* Goal of the exercise
After finding the line with "Query: overcast sky" in the entries below, retype exactly each line from there through the line with "Each point like <point>635,740</point>.", including that final line.

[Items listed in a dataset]
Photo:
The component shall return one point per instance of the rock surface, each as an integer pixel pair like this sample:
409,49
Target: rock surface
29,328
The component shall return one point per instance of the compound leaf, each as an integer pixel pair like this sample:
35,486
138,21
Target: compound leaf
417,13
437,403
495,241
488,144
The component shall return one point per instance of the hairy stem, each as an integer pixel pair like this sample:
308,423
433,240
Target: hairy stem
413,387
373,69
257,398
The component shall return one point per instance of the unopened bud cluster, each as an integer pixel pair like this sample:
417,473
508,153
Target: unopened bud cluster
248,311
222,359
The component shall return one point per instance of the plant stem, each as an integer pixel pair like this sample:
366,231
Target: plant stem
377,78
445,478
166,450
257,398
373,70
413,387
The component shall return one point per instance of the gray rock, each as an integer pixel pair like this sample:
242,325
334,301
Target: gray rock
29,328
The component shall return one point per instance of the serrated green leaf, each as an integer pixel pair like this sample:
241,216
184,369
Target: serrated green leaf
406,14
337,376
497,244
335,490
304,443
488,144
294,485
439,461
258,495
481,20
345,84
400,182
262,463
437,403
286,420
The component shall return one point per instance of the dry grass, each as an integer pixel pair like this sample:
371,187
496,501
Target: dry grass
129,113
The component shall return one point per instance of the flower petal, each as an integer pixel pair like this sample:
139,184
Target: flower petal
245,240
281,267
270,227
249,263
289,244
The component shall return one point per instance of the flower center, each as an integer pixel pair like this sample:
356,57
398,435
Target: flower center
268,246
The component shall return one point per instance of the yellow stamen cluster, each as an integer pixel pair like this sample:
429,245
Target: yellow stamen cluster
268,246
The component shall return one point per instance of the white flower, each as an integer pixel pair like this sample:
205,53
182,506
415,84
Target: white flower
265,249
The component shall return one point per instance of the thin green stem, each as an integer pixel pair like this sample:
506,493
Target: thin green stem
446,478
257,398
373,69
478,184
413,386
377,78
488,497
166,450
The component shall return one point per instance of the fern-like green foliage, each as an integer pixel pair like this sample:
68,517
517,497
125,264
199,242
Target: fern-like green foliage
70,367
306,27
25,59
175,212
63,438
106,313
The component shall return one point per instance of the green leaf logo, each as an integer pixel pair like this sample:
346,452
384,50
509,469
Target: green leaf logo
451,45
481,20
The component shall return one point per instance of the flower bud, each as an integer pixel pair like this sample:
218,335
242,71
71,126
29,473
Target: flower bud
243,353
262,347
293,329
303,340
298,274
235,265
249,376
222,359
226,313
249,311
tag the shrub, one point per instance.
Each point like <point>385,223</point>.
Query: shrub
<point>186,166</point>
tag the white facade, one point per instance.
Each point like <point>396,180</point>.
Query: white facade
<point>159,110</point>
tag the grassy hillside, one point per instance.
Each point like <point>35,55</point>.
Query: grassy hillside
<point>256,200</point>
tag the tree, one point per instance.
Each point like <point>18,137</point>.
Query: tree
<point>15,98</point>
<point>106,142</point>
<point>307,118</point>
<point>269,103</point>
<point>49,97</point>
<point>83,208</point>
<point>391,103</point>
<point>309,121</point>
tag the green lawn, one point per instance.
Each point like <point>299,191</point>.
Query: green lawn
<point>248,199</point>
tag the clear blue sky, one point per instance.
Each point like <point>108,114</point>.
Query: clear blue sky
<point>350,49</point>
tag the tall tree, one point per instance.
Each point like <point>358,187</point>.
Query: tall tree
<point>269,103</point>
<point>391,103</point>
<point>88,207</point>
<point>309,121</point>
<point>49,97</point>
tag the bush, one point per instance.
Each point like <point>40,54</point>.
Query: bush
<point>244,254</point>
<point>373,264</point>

---

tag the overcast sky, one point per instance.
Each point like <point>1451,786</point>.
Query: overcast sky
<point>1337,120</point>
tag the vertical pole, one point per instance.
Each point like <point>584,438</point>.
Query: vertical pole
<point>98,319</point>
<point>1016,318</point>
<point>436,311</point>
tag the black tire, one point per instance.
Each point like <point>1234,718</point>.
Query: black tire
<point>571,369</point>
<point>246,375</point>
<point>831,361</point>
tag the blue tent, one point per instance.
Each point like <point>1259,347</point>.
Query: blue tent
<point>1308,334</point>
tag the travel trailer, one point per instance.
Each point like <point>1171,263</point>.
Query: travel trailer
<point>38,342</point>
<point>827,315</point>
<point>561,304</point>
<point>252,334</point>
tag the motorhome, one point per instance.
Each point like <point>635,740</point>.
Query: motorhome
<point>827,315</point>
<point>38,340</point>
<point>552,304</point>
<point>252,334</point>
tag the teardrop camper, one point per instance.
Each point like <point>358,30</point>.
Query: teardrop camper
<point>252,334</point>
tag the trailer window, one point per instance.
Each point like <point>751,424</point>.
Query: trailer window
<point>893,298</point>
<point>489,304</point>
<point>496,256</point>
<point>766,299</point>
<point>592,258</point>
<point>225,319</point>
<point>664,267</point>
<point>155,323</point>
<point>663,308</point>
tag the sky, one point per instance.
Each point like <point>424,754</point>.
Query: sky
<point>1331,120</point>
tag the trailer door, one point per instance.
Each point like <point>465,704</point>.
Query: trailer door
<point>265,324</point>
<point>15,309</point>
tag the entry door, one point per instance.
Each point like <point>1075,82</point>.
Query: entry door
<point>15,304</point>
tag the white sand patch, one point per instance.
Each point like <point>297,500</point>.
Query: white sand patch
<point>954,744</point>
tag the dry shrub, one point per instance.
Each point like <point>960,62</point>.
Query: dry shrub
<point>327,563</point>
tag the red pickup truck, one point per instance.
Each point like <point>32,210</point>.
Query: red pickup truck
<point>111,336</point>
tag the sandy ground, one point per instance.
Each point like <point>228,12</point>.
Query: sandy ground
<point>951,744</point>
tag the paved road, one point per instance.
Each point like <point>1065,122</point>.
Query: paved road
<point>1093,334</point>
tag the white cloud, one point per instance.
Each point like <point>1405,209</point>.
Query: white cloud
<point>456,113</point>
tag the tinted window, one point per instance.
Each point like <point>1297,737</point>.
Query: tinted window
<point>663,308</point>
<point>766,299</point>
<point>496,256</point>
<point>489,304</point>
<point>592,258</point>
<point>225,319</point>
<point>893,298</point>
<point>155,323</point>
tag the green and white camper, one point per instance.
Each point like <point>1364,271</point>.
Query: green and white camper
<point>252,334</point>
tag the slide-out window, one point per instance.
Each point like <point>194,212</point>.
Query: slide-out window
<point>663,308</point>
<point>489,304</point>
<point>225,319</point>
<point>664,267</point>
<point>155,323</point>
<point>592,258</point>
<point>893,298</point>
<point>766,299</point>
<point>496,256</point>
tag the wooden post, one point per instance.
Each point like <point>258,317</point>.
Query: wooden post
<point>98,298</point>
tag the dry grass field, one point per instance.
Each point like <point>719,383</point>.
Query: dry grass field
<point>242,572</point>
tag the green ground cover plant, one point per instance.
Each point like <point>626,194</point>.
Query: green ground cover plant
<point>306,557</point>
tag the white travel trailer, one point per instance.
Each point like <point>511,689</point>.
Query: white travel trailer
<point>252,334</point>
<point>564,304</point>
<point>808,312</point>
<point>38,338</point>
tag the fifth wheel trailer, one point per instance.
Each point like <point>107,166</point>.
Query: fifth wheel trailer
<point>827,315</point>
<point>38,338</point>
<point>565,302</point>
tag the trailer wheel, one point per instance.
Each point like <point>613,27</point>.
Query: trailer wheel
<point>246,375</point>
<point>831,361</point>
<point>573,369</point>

* Response to the exercise
Query: overcast sky
<point>1337,120</point>
tag the vertical pole, one point per instance.
Each point like <point>584,438</point>.
Query: vertical pole
<point>98,319</point>
<point>1016,318</point>
<point>436,311</point>
tag the black tire, one point per instance.
Each point like <point>1234,718</point>.
Query: black tire
<point>571,369</point>
<point>246,375</point>
<point>831,361</point>
tag the blue tent, one point per instance.
Each point like <point>1259,347</point>.
Query: blue tent
<point>1308,334</point>
tag the travel trailer, one point per instance.
Each point like <point>1171,263</point>.
Query: travel trailer
<point>38,342</point>
<point>827,315</point>
<point>561,304</point>
<point>252,334</point>
tag the motorhome, one point per instance.
Each point like <point>635,740</point>.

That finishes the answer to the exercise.